== Stated problem ==
Reproduce the entire listing below word for word, keeping every line unchanged.

· · · · · · ·

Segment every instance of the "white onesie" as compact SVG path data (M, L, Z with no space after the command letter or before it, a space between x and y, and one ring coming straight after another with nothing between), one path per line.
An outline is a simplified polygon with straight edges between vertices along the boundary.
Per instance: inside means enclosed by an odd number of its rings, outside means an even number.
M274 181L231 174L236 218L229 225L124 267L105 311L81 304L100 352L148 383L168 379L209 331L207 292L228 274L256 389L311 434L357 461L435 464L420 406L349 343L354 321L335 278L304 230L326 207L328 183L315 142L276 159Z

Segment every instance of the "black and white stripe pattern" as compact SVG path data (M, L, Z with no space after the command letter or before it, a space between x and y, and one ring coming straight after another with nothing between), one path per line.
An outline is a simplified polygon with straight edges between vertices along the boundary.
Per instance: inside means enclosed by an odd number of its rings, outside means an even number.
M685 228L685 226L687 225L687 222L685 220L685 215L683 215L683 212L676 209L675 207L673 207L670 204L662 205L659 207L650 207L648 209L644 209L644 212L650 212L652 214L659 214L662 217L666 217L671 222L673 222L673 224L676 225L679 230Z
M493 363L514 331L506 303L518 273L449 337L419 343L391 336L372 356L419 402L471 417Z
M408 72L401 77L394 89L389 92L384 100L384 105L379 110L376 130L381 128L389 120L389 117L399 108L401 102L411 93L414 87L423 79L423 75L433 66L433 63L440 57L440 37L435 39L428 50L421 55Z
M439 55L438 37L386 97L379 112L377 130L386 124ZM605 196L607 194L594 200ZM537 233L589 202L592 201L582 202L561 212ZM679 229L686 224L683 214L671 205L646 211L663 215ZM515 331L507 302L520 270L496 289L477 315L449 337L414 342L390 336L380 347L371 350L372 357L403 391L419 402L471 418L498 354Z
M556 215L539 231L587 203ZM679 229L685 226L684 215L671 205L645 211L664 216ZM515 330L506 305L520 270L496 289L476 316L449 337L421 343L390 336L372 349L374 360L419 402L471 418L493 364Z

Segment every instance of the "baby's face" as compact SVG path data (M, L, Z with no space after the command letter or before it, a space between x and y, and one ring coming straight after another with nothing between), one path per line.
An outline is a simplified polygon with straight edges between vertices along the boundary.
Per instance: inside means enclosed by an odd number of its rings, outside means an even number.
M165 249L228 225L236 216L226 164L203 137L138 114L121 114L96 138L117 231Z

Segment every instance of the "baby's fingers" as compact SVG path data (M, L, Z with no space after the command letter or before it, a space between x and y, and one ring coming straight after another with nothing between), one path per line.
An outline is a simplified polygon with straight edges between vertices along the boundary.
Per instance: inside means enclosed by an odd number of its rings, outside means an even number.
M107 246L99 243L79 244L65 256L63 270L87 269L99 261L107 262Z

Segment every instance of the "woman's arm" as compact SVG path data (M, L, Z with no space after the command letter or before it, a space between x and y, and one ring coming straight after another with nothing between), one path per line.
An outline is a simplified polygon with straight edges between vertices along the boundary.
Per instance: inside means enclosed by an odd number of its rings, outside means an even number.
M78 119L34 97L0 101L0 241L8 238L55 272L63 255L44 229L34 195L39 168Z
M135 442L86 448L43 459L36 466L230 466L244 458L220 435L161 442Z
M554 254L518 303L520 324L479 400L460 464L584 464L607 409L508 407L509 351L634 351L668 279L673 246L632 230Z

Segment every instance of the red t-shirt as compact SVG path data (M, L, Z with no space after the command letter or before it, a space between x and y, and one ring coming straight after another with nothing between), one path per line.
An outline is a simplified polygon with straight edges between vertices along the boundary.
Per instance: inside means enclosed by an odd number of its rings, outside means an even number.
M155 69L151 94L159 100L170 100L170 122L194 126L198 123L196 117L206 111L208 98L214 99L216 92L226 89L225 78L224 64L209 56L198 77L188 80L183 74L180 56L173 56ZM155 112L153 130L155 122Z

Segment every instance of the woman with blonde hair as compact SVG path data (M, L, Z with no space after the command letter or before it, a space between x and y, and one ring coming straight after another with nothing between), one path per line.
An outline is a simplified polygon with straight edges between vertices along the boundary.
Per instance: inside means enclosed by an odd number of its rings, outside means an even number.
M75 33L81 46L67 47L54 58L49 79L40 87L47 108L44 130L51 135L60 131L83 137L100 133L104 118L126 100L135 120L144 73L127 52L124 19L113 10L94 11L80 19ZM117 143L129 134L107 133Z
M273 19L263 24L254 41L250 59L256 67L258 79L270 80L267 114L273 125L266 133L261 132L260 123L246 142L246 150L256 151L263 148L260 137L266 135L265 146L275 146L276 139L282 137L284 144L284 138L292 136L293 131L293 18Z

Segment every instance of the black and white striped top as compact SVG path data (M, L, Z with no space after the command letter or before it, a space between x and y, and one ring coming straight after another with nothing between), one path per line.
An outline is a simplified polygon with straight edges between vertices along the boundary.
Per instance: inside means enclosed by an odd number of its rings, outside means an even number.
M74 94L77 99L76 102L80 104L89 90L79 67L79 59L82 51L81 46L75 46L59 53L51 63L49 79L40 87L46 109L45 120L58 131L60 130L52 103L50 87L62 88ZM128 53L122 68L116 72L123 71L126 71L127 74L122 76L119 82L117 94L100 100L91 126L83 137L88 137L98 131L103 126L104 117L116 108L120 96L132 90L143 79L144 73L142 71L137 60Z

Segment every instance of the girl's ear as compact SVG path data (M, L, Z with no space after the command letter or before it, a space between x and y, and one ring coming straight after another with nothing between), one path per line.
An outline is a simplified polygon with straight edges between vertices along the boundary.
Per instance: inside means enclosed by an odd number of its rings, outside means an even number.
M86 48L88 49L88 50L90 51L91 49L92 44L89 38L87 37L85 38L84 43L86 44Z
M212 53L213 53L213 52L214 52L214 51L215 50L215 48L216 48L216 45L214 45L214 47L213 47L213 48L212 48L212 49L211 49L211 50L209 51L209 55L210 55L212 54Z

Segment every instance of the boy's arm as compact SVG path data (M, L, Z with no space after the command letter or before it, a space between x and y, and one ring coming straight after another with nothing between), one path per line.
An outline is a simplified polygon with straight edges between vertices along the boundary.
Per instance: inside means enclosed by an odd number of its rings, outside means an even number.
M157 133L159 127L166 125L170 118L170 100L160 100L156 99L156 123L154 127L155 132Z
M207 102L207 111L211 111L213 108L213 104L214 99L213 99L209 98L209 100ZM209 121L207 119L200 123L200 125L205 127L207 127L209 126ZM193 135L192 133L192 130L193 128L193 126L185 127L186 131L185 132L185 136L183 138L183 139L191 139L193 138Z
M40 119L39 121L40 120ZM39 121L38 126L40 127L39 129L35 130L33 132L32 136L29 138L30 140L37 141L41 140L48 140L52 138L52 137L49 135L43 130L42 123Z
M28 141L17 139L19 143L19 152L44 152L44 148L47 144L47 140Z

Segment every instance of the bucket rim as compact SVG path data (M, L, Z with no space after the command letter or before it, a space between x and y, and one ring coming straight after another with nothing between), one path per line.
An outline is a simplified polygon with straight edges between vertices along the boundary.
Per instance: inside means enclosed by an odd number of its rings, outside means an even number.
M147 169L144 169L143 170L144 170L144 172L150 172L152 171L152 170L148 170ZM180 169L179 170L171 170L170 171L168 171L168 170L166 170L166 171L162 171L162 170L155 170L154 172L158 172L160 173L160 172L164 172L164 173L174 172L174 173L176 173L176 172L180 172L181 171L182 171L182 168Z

· · · · · · ·

== Finished exercise ==
Segment every instance of the "white onesie" as compact SVG path data (M, L, Z with no space after the command letter or before it, a space between x and y, and one ring coming straight after another with nothing between), one path per line.
An outline is a simplified polygon with straight edges between vertices along the boundary.
Per instance: inside means enclosed by an odd number of its rings, outside means an even number.
M274 181L231 174L236 218L229 225L124 267L105 311L81 304L100 352L148 383L168 379L209 331L207 292L228 274L256 389L311 434L357 461L435 464L420 406L349 343L354 321L335 278L304 230L326 207L328 183L315 142L276 159Z

Segment every instance of the "black and white stripe pattern" as compact SVG path data (M, L, Z with no space after the command letter or before it, a space between x and y, and one ring coming straight after another with nothing between), one path per line.
An outline is a simplified polygon with straight edges between vertices along the boundary.
Per instance: inside means enclosed by an odd number of its rings, outside means an even number.
M685 228L685 226L687 225L687 222L685 220L685 215L683 215L683 212L676 209L675 207L673 207L670 204L662 205L659 207L650 207L648 209L644 209L644 212L650 212L652 214L659 214L662 217L666 217L671 222L673 222L673 224L676 225L679 230Z
M493 363L514 331L506 303L518 273L449 337L419 343L391 336L372 356L419 402L471 417Z
M408 72L401 77L394 89L389 92L384 100L384 105L379 110L376 130L381 128L389 120L389 117L399 108L401 102L411 93L414 87L423 79L423 75L433 66L433 63L440 57L440 37L435 39L428 50L421 55Z
M439 55L438 37L386 97L379 112L377 130L386 124ZM605 196L607 194L594 200ZM537 233L589 202L592 201L582 202L561 212ZM679 229L686 224L683 214L671 205L646 211L663 215ZM515 331L507 302L520 270L496 289L477 315L449 337L414 342L390 336L380 347L371 350L372 357L403 391L419 402L471 418L498 354Z
M556 215L539 231L587 203ZM679 229L685 226L684 215L671 205L645 211L664 216ZM515 330L506 305L520 270L496 289L476 316L449 337L421 343L390 336L372 349L374 360L419 402L471 418L493 364Z

Segment every instance of the "baby's face" as compact SVG path data (M, L, Z with no space after the command letter or before it, a space between x and y, and one ring coming straight after another with nothing between), one path per line.
An outline is a simplified polygon with straight edges between vertices along the boundary.
Per instance: inside means enclosed by an odd number of its rings, outside means an even number.
M165 249L228 225L236 216L226 164L203 137L138 114L121 114L96 138L117 231Z

Segment every instance of the "baby's fingers" as compact SVG path data (M, L, Z with no space after the command letter or before it, a space between x and y, and one ring coming straight after another with nothing between), one path per line.
An outline is a simplified polygon with straight edges between vertices along the boundary.
Per instance: inside means enclosed by an odd number of its rings, outside means an even number.
M107 246L99 243L79 244L65 256L63 270L87 269L99 261L107 262Z

Segment every instance of the "woman's arm" as compact SVG path data (M, L, Z with no space after the command letter or before it, a space between x and y, and one ring coming straight after another with nothing between), one path per line.
An outline is a simplified polygon with straight edges between vertices along the boundary.
Per instance: inside means enclosed by an odd number of its rings, outside means an even number.
M78 119L34 97L0 101L0 241L8 238L55 272L63 255L44 229L34 195L39 168Z
M135 442L86 448L43 459L36 466L230 466L244 458L220 435L161 442Z
M554 254L518 303L520 324L479 400L460 464L584 464L607 409L508 407L509 351L634 351L668 279L673 246L632 230Z

Segment every instance of the red t-shirt as compact SVG path data (M, L, Z with no space after the command letter or before it, a space between x and y, and one ring coming straight after another with nothing between), one path per line.
An outline is a simplified polygon with straight edges between vertices along the boundary.
Per instance: inside means enclosed by an odd number of its rings, outside means an even number.
M155 69L151 94L159 100L170 100L170 122L194 126L198 123L196 117L206 111L208 98L214 99L216 92L226 89L225 78L224 64L209 56L198 77L188 80L183 74L180 56L173 56ZM155 112L153 130L155 122Z

Segment every instance of the woman with blonde hair as compact SVG path data (M, L, Z with no space after the command letter or before it, a space between x and y, and one ring coming straight after another with nothing between), one path per line.
An outline is a simplified polygon with straight edges between vertices along the boundary.
Per instance: inside means enclosed by an odd number of its rings, outside means an even number.
M75 33L81 46L67 47L54 58L49 79L40 87L47 108L44 130L51 135L60 131L83 137L100 133L104 118L126 100L135 120L144 73L127 52L124 19L113 10L94 11L80 19ZM117 143L129 134L107 133Z
M273 19L263 24L254 41L250 59L256 67L258 79L270 80L267 114L273 125L266 133L261 132L260 123L246 142L246 150L256 151L263 148L260 137L266 135L265 146L275 146L276 139L282 137L284 144L284 138L292 136L293 131L293 18Z

Segment every instance of the black and white striped top as compact SVG path data (M, L, Z with no space after the command letter or before it, a space between x and y, and one ring coming straight after another with nothing between), one path per line.
An outline is a simplified polygon with straight edges between vertices along the boundary.
Per instance: inside means enclosed by an odd number of its rings, outside means an even number.
M74 94L77 99L76 102L80 104L89 90L79 67L79 59L82 51L81 46L75 46L59 53L51 63L49 79L40 87L46 109L45 120L58 131L60 130L52 103L50 87L62 88ZM128 53L122 68L116 72L123 71L126 71L127 74L122 76L119 82L117 94L100 100L91 126L83 137L88 137L98 131L103 126L104 117L116 108L120 96L132 90L143 79L144 73L142 71L137 60Z

Segment every instance of the girl's ear as compact SVG path data (M, L, Z with no space after the command letter or before it, a space between x and y, and one ring coming straight after another with nothing between), one path per line.
An outline is a simplified polygon with straight edges between vertices along the boundary.
Per instance: inside means enclosed by an odd number of its rings, outside means an even number.
M86 48L88 49L88 50L90 51L91 49L92 44L89 38L87 37L85 38L84 43L86 44Z
M212 53L213 53L213 52L214 52L214 51L215 50L215 48L216 48L216 45L214 45L214 47L213 47L213 48L212 48L212 49L211 49L211 50L209 51L209 55L210 55L212 54Z

Segment every instance of the boy's arm as compact SVG path data (M, L, Z with no space after the command letter or before it, a space between x and y, and one ring coming straight after another with nothing between), one path per line.
An outline is a simplified polygon with straight edges between vertices along the boundary.
Per instance: inside means enclosed by an odd number of its rings, outside means an even number.
M157 133L159 127L166 125L170 118L170 100L160 100L156 99L156 123L154 127L155 132Z
M207 102L207 111L211 111L213 108L213 104L214 99L213 99L209 98L209 100ZM209 121L207 119L200 123L200 125L205 127L207 127L209 126ZM193 135L192 133L192 130L193 128L193 126L185 127L186 131L185 132L185 136L183 138L183 139L191 139L193 138Z
M40 119L39 121L40 120ZM39 121L38 126L40 127L39 129L35 130L33 132L32 136L29 138L30 140L37 141L41 140L48 140L52 138L52 137L49 135L43 130L42 123Z
M28 141L17 139L19 143L19 152L44 152L44 148L47 144L47 140Z

Segment every instance of the bucket rim as compact SVG path data (M, L, Z with no space after the command letter or before it, a space between x and y, and one ring coming straight after another with nothing between), one path per line.
An outline is a simplified polygon with straight edges between vertices along the boundary.
Per instance: inside means enclosed by an odd number of its rings, outside means an even number.
M147 169L144 169L143 170L144 170L144 172L150 172L152 171L152 170L148 170ZM180 169L179 170L171 170L170 171L168 171L168 170L166 170L166 171L162 171L162 170L155 170L154 172L158 172L160 173L160 172L164 172L164 173L174 172L174 173L176 173L176 172L180 172L181 171L182 171L182 168Z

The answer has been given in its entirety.